* **OBJECTIVE**: Count the lines of the records that contain the word "hartebeest", and reply with only that number.

[Entries from a dataset]
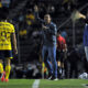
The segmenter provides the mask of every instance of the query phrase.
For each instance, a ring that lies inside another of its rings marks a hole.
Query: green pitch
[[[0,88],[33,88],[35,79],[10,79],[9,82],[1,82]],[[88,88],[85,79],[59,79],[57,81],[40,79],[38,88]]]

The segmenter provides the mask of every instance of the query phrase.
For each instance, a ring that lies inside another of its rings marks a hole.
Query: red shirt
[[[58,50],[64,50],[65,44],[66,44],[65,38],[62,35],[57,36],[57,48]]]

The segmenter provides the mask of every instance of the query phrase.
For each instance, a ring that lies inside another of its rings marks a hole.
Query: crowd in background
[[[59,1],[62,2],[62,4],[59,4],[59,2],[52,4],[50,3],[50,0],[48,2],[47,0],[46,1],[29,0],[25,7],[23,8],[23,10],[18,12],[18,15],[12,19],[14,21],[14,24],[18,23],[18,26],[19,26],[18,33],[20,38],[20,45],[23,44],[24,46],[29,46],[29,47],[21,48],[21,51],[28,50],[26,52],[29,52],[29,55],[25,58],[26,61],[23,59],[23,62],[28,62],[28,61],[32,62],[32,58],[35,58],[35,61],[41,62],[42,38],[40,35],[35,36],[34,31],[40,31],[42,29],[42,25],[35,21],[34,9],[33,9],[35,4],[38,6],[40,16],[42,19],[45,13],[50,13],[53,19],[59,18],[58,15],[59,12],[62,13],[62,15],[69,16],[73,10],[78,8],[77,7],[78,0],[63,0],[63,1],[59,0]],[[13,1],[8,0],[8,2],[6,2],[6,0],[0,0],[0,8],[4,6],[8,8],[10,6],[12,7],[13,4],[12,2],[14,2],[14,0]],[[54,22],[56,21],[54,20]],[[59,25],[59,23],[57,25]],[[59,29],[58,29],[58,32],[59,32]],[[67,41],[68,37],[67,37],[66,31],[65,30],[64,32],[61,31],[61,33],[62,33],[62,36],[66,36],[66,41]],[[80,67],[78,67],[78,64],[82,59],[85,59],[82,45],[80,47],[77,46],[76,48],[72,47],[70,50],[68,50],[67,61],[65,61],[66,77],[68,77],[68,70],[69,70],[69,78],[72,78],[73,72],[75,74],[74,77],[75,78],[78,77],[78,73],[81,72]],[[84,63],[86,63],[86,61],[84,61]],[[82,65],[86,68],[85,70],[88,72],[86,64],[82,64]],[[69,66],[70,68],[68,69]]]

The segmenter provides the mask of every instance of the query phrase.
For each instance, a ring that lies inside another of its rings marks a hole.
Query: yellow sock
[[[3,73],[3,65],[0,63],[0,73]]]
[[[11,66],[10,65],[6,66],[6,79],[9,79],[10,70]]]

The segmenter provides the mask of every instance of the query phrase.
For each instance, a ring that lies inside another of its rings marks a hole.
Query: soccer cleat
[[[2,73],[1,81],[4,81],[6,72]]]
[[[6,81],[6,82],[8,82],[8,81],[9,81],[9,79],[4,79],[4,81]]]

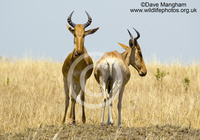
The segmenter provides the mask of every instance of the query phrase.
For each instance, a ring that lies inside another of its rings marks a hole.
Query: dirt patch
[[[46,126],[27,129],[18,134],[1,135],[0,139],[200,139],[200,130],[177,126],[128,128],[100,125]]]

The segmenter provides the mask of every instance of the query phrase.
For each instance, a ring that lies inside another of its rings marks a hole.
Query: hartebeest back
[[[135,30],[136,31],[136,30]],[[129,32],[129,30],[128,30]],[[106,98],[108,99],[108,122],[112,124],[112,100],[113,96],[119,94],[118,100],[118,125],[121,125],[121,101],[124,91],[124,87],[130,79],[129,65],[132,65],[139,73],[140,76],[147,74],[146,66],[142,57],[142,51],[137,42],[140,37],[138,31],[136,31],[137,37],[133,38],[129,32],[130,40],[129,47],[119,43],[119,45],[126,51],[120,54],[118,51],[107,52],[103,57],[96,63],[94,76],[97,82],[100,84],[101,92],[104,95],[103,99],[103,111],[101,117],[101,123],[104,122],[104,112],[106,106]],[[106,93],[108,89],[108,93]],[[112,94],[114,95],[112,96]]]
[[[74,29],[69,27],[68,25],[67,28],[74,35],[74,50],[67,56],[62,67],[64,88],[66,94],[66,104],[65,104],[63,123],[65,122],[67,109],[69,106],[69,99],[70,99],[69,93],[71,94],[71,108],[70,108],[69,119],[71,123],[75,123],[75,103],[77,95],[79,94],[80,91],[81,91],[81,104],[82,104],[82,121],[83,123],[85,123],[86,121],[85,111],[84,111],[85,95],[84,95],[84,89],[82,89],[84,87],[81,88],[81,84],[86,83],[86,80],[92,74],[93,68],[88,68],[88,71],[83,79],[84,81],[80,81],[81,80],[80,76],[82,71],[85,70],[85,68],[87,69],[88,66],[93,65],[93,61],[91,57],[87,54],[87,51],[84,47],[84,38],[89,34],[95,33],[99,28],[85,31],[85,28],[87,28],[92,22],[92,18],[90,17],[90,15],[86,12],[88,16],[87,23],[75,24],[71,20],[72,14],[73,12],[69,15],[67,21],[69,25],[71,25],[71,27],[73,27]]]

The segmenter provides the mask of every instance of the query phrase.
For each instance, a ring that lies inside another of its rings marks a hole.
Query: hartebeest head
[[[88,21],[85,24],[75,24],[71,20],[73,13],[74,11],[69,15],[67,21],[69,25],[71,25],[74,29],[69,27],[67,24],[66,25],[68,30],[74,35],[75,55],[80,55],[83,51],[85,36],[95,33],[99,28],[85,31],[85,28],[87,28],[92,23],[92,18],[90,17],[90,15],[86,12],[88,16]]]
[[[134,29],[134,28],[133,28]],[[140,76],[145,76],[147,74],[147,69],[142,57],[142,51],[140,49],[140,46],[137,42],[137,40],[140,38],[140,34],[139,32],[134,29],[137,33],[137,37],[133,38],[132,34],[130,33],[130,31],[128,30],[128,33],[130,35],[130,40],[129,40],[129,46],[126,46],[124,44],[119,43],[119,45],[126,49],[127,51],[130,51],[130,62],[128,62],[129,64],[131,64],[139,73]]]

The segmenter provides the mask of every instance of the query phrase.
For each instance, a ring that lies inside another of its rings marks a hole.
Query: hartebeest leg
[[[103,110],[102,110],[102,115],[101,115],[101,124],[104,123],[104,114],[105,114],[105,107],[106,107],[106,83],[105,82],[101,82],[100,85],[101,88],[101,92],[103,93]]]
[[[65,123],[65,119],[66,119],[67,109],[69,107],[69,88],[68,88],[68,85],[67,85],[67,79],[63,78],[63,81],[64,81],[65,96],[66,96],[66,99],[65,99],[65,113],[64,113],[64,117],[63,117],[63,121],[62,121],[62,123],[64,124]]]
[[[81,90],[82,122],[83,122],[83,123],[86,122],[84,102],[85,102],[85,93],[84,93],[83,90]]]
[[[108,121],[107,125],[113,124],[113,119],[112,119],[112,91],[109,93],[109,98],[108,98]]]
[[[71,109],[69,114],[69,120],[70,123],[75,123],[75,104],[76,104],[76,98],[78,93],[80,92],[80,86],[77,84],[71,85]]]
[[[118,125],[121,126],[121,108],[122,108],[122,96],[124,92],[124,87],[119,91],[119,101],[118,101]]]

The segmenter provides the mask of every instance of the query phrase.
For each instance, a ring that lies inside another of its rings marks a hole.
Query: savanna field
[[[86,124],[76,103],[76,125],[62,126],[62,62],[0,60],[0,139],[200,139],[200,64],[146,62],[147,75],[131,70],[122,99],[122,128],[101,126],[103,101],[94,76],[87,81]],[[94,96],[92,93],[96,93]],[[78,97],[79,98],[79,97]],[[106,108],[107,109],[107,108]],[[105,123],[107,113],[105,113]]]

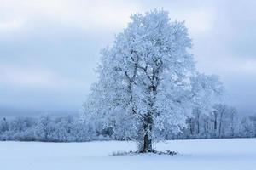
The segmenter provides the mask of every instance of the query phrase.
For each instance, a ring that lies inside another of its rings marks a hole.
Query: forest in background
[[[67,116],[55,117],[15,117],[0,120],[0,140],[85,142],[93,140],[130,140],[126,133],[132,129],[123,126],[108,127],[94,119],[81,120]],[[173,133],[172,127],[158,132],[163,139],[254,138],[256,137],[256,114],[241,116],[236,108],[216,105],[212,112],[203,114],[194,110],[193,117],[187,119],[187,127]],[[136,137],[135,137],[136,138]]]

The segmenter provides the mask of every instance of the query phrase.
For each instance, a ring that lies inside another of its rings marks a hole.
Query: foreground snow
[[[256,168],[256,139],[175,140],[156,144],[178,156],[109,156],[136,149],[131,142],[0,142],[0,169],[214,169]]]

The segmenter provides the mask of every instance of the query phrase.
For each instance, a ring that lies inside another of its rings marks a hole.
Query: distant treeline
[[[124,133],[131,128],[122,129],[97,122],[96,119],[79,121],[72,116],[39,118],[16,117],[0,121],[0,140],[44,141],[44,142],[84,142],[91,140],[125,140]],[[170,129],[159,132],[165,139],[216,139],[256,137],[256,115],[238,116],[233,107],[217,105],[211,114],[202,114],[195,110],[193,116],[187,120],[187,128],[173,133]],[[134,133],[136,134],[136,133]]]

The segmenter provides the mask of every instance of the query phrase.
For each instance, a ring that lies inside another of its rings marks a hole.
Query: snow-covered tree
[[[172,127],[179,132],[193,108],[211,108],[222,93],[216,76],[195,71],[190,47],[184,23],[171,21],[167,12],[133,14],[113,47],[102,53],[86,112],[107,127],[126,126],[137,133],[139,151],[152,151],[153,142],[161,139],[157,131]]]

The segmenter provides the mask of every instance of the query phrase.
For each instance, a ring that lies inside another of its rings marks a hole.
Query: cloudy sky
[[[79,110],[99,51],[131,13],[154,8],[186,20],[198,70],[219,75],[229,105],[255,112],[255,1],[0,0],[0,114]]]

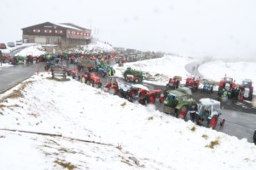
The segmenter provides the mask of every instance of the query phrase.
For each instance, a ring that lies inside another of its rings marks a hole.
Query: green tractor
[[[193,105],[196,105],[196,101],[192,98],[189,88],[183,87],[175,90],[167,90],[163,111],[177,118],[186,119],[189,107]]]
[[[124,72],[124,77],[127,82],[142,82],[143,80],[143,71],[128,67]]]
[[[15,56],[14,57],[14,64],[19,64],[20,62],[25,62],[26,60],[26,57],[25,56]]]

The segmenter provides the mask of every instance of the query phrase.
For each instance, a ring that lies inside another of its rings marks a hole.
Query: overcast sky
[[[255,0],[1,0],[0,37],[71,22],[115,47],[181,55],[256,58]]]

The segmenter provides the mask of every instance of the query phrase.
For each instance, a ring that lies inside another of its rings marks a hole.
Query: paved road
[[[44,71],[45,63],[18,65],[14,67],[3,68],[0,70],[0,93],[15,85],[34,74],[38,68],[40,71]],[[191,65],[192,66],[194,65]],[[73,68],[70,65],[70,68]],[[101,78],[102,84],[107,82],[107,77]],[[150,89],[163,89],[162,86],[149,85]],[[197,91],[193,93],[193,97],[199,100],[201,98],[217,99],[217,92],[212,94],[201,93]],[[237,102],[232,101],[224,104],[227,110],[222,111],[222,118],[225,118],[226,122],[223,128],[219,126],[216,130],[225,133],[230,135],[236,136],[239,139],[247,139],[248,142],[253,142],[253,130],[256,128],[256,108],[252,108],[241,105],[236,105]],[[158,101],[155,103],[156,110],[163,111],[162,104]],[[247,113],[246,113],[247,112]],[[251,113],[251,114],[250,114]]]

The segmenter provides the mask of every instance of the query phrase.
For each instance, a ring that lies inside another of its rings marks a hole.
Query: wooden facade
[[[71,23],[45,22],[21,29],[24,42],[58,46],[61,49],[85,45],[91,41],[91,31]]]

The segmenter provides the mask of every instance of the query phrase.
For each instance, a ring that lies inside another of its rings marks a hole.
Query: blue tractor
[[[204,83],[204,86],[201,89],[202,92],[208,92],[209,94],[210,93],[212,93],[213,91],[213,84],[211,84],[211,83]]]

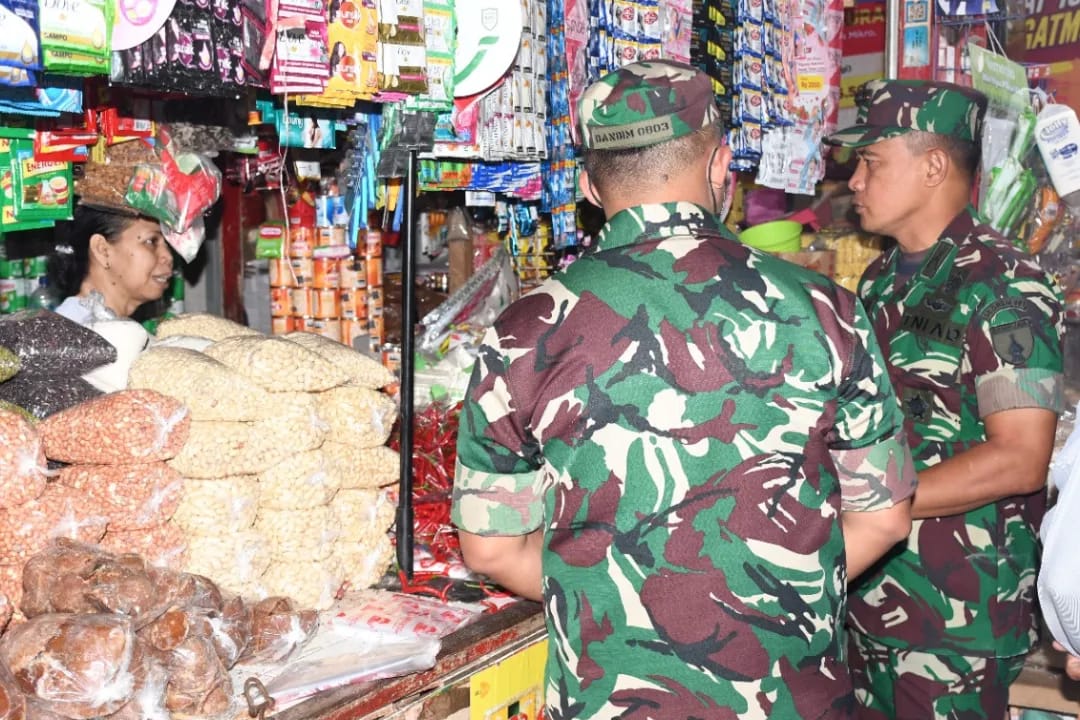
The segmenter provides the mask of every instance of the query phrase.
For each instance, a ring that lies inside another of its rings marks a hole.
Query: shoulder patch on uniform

* **TASK ANSWER**: 3